_Exercise directions_: Find each line below that includes "item", then copy it.

[Saved data entries]
------------

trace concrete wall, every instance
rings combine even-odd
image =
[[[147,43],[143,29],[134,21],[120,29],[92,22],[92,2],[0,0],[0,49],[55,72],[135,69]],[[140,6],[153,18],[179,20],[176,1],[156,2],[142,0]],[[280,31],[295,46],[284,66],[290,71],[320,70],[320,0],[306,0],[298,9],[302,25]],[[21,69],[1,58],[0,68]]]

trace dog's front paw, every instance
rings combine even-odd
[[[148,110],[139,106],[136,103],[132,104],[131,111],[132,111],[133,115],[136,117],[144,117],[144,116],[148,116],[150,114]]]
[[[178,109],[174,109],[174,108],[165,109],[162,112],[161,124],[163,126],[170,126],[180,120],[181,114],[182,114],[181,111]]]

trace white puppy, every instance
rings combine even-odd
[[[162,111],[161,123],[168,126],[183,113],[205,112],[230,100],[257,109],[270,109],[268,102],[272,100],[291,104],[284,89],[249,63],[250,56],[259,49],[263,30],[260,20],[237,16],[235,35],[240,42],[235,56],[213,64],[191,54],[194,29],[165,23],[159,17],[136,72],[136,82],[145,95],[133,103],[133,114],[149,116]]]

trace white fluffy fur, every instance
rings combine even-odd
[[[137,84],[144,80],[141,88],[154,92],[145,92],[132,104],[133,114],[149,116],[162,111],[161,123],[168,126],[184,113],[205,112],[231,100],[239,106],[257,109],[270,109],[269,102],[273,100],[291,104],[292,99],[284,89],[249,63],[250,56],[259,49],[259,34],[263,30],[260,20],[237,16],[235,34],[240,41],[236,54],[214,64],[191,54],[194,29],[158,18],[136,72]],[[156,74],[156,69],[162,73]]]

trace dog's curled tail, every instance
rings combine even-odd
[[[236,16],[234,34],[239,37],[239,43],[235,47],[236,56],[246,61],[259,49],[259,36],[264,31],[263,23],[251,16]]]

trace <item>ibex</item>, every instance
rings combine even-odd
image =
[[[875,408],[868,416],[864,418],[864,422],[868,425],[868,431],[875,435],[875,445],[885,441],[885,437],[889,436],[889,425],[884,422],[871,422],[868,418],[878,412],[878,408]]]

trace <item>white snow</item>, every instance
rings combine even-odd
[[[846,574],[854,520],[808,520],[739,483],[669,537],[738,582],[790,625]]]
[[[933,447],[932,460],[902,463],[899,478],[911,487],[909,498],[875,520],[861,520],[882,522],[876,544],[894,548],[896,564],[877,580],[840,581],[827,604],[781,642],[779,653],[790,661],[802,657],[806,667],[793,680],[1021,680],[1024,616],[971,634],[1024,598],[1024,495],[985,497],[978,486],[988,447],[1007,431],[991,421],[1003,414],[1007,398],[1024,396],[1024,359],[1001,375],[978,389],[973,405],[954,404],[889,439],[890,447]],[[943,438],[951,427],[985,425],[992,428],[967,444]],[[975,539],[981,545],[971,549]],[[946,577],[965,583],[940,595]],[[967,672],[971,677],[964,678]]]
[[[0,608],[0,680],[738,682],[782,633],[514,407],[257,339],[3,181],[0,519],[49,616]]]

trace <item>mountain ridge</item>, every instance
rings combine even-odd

------------

_Solution to the exercise_:
trace <item>ibex</item>, every instance
trace <item>white snow</item>, every instance
trace <item>mountain ridge</item>, every instance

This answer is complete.